# WHAT NEEDS TO BE DONE
Extract every line from the records below that contains the word "blanket", copying each one in full.

Data lines
______________________________

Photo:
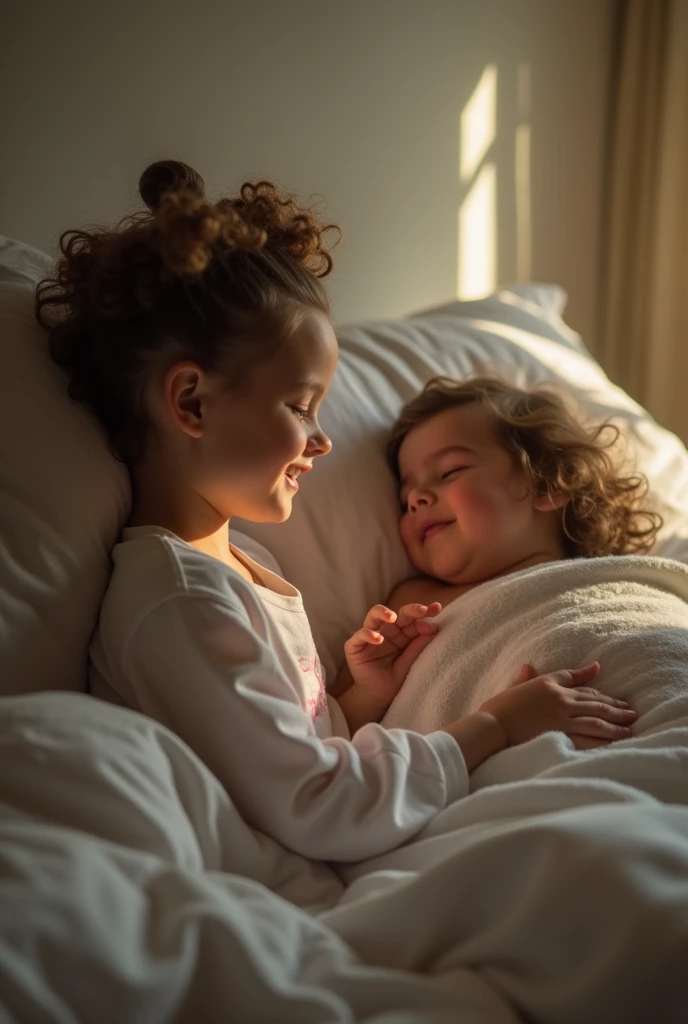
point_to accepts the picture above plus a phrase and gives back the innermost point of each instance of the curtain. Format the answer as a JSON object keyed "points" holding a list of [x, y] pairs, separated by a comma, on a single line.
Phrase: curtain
{"points": [[644, 308]]}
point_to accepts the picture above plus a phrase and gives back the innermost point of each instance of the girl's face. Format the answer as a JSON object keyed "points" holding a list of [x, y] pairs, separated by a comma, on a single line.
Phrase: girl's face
{"points": [[250, 444], [469, 515]]}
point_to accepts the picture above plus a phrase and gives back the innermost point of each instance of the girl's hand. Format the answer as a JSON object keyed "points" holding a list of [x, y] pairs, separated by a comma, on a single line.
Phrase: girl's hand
{"points": [[380, 653], [561, 701]]}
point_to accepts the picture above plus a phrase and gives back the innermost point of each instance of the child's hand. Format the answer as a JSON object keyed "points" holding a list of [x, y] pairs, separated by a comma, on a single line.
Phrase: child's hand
{"points": [[561, 701], [380, 654]]}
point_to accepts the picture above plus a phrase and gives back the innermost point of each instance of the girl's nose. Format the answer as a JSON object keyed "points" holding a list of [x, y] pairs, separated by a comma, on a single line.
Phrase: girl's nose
{"points": [[318, 443]]}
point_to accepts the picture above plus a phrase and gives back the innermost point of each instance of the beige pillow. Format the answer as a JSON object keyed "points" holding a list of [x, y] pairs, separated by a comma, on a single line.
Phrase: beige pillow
{"points": [[63, 500]]}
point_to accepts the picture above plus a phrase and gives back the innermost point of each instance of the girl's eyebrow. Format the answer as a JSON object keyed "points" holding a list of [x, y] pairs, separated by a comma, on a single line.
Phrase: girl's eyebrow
{"points": [[309, 386], [464, 449]]}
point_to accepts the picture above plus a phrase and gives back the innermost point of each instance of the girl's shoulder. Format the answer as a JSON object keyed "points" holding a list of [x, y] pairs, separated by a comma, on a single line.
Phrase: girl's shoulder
{"points": [[153, 566]]}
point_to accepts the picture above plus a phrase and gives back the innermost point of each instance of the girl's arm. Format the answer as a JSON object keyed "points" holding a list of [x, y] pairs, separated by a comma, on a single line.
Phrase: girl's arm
{"points": [[197, 666]]}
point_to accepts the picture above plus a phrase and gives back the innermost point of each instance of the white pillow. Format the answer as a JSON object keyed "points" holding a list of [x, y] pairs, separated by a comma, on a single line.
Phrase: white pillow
{"points": [[63, 500], [340, 546]]}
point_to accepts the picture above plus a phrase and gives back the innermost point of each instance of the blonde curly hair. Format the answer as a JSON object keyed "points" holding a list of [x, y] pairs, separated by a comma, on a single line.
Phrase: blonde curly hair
{"points": [[604, 513], [218, 283]]}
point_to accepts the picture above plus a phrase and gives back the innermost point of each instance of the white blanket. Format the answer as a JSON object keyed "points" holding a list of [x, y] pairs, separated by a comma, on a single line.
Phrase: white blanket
{"points": [[630, 613], [131, 889]]}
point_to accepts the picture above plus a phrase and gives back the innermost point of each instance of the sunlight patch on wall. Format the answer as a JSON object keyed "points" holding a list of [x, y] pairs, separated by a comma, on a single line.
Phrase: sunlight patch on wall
{"points": [[478, 124], [522, 175], [477, 237], [523, 214]]}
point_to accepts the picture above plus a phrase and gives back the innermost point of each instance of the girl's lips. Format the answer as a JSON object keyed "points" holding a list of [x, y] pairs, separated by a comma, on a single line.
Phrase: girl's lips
{"points": [[431, 530]]}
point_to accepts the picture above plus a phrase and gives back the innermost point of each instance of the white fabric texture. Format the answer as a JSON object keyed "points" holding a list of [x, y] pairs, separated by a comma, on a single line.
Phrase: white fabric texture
{"points": [[340, 546], [63, 500], [185, 639], [131, 889], [66, 499], [631, 613]]}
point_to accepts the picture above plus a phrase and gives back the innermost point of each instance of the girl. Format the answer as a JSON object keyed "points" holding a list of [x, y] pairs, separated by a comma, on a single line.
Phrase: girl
{"points": [[493, 479], [200, 336]]}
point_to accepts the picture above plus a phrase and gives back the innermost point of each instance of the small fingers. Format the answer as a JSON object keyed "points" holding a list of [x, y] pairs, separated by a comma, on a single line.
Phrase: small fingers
{"points": [[378, 615], [586, 693], [364, 636], [598, 729], [411, 613], [602, 710]]}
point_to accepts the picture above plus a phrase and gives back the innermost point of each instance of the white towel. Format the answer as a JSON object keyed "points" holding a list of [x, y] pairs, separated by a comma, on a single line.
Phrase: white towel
{"points": [[628, 612]]}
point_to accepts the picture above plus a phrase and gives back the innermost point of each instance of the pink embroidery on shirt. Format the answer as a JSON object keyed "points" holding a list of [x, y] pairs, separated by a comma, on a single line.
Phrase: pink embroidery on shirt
{"points": [[316, 698]]}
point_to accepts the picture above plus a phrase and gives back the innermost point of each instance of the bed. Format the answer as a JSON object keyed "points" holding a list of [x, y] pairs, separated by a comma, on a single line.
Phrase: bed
{"points": [[131, 889]]}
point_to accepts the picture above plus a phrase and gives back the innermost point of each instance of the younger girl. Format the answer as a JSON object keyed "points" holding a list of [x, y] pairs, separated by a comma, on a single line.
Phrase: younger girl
{"points": [[200, 336], [493, 479]]}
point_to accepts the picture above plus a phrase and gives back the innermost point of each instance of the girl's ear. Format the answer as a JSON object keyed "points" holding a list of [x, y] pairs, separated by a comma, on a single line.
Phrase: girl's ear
{"points": [[183, 392], [550, 503]]}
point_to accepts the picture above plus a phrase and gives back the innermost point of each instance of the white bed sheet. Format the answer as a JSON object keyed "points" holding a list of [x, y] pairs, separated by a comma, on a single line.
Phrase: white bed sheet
{"points": [[130, 889]]}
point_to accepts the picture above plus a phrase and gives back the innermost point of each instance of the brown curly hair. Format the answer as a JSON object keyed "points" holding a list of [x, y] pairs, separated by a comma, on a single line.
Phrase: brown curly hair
{"points": [[215, 283], [604, 513]]}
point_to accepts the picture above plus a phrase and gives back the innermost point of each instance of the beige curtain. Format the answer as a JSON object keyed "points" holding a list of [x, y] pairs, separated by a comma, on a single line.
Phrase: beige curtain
{"points": [[644, 327]]}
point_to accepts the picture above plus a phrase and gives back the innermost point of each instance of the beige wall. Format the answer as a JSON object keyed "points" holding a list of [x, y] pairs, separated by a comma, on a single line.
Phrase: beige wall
{"points": [[359, 100]]}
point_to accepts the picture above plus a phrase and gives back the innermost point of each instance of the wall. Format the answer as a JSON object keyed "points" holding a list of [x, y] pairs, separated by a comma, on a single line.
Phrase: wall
{"points": [[359, 100]]}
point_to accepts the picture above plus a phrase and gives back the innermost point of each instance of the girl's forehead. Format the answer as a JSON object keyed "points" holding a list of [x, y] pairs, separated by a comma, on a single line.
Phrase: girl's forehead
{"points": [[468, 426], [311, 349]]}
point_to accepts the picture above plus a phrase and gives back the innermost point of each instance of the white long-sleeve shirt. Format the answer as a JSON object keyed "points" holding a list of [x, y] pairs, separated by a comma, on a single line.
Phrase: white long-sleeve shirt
{"points": [[231, 668]]}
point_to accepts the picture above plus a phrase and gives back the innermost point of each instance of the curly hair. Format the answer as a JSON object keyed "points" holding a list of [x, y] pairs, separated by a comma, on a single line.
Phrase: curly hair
{"points": [[215, 283], [604, 513]]}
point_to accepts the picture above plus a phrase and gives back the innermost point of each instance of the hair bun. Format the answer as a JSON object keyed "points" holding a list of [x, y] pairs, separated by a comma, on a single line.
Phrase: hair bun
{"points": [[168, 176]]}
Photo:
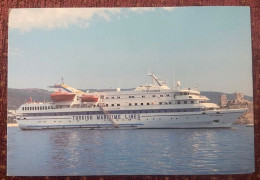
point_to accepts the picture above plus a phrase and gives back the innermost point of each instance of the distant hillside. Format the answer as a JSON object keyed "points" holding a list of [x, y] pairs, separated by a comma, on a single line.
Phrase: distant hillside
{"points": [[215, 96], [17, 97]]}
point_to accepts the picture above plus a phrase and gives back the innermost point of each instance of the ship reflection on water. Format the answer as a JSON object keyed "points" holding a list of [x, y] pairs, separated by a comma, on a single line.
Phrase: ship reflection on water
{"points": [[130, 152]]}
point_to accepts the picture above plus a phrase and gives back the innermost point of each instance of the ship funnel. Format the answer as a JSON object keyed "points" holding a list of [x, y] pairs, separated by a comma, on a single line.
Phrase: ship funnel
{"points": [[178, 83]]}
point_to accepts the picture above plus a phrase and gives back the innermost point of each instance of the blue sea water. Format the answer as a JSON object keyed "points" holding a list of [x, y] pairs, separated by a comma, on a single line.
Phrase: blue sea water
{"points": [[130, 152]]}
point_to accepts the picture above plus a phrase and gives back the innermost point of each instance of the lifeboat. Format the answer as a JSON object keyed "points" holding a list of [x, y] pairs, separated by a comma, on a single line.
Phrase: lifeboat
{"points": [[89, 98], [62, 96]]}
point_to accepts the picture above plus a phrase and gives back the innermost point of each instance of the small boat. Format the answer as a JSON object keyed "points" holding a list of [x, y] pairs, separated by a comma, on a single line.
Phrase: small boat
{"points": [[62, 96], [89, 98]]}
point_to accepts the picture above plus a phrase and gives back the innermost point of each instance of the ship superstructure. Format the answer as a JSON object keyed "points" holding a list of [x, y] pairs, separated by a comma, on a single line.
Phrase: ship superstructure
{"points": [[148, 106]]}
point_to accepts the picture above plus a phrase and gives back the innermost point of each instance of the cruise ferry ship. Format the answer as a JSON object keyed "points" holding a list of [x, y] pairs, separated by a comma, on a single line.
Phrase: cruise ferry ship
{"points": [[148, 106]]}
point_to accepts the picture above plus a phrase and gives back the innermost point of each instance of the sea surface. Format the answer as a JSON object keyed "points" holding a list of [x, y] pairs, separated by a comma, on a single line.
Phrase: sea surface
{"points": [[130, 152]]}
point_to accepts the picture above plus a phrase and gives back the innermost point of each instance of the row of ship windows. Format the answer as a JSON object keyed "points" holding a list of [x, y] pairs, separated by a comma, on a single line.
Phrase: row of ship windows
{"points": [[118, 97], [37, 108], [129, 104], [167, 95], [160, 103]]}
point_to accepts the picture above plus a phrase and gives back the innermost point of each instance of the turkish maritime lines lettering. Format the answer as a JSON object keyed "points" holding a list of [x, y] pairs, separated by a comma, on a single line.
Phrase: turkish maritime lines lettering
{"points": [[103, 117]]}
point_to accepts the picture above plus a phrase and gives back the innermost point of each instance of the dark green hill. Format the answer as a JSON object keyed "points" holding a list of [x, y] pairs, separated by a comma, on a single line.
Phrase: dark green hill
{"points": [[17, 97]]}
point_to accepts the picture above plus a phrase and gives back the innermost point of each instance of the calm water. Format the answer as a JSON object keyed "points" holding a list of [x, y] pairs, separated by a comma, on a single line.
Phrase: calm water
{"points": [[139, 152]]}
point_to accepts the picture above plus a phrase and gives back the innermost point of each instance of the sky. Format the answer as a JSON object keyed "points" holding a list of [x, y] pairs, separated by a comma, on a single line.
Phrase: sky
{"points": [[97, 48]]}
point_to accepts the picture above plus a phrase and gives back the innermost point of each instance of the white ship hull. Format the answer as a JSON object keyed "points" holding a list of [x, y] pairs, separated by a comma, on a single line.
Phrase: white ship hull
{"points": [[148, 106], [206, 119]]}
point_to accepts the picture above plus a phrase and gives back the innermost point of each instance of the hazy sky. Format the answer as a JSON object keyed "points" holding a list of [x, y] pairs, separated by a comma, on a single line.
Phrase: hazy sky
{"points": [[104, 48]]}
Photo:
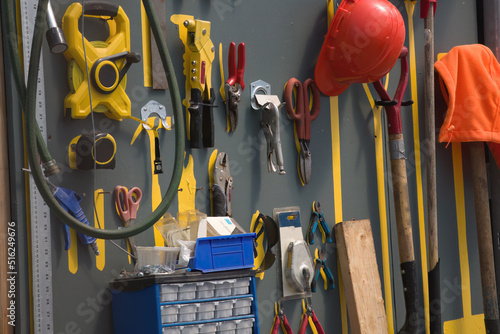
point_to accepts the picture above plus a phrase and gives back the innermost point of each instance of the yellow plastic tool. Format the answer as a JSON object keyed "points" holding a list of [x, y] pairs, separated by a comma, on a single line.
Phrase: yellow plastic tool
{"points": [[260, 246], [105, 60], [199, 53]]}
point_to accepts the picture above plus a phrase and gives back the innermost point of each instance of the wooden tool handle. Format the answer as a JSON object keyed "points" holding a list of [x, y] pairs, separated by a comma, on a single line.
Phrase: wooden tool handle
{"points": [[402, 206], [483, 225]]}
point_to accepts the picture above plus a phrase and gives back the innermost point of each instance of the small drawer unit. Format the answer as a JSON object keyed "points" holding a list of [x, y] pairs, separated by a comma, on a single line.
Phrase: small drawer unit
{"points": [[219, 302]]}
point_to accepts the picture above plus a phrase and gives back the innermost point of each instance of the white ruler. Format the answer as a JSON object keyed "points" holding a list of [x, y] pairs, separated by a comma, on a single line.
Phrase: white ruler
{"points": [[41, 245]]}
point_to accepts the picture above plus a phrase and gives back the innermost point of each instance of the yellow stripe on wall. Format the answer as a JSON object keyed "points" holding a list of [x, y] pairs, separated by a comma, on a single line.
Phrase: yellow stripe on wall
{"points": [[146, 48], [469, 323], [382, 205], [410, 6], [337, 195], [155, 188], [100, 260]]}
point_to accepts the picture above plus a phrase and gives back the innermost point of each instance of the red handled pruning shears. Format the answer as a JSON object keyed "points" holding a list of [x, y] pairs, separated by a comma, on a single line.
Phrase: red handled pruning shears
{"points": [[309, 317], [234, 84], [127, 203], [280, 319], [303, 114]]}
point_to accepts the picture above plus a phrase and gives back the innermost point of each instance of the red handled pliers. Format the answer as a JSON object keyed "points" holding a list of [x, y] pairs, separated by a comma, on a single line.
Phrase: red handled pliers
{"points": [[280, 319], [234, 84], [309, 317]]}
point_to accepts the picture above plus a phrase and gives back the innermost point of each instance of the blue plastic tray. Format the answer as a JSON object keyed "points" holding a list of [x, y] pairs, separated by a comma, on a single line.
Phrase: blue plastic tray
{"points": [[228, 252]]}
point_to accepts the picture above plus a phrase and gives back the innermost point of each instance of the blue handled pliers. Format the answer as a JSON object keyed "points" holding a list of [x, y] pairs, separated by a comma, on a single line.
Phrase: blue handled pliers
{"points": [[321, 268], [317, 216]]}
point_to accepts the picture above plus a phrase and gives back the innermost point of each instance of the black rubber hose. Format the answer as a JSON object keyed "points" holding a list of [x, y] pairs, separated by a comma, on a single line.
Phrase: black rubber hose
{"points": [[8, 14], [32, 142]]}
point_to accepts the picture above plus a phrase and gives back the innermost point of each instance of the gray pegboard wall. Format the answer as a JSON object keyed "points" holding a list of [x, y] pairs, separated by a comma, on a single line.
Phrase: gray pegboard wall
{"points": [[283, 40]]}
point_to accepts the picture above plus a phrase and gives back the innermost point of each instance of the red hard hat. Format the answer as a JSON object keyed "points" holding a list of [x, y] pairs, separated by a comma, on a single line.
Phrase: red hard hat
{"points": [[362, 45]]}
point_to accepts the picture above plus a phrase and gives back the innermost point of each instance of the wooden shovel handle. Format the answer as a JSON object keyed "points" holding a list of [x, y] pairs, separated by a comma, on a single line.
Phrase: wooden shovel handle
{"points": [[402, 205], [484, 234]]}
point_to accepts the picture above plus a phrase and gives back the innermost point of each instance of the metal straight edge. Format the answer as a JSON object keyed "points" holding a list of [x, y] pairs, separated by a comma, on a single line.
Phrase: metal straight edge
{"points": [[41, 246]]}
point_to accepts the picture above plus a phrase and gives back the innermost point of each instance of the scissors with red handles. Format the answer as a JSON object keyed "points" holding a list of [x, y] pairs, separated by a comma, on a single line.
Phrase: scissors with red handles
{"points": [[303, 114], [127, 203]]}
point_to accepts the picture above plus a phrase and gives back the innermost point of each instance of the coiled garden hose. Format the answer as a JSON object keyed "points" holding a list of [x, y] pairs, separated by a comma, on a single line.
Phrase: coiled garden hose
{"points": [[31, 138], [8, 16]]}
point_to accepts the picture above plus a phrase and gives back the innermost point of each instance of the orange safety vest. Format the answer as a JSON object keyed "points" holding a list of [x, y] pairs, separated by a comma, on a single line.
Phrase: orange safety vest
{"points": [[470, 82]]}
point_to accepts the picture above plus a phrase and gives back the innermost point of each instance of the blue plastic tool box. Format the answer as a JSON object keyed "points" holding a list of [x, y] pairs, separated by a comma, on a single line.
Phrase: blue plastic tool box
{"points": [[227, 252], [189, 303]]}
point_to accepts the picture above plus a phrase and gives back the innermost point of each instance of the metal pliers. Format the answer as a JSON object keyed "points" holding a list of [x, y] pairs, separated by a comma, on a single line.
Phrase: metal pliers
{"points": [[317, 216], [321, 268], [280, 319], [234, 84], [271, 128], [309, 317], [222, 187]]}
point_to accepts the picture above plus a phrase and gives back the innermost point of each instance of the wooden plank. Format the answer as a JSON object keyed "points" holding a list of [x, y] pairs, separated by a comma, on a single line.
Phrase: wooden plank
{"points": [[4, 206], [358, 264]]}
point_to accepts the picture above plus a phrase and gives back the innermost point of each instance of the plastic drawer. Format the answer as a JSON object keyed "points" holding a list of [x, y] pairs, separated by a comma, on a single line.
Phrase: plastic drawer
{"points": [[205, 290], [241, 286], [208, 328], [187, 312], [224, 308], [244, 326], [206, 311], [242, 306], [171, 330], [168, 292], [169, 313], [224, 288], [190, 329], [227, 327], [187, 291]]}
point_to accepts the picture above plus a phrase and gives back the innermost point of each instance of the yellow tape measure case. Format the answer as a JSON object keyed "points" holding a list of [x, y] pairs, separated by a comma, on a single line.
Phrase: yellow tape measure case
{"points": [[107, 61]]}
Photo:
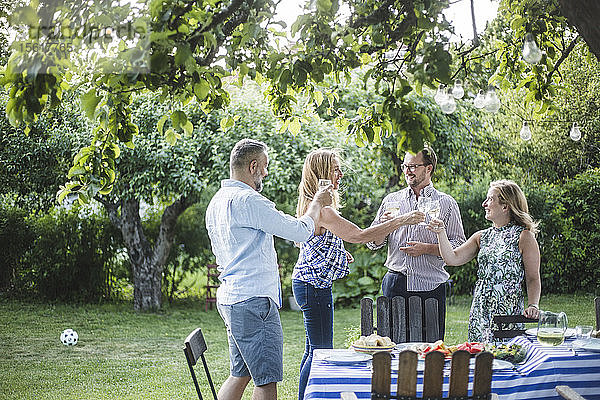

______________________________

# SOLUTION TO THIS PROBLEM
point_to accepts the picture above plus a phrase and gives back the innermost point of each instance of the white blanket. Format the answer as a JSON object keyed "points" holding a list of [x, y] pairs, separated by a comma, on a single line.
Phrase: white blanket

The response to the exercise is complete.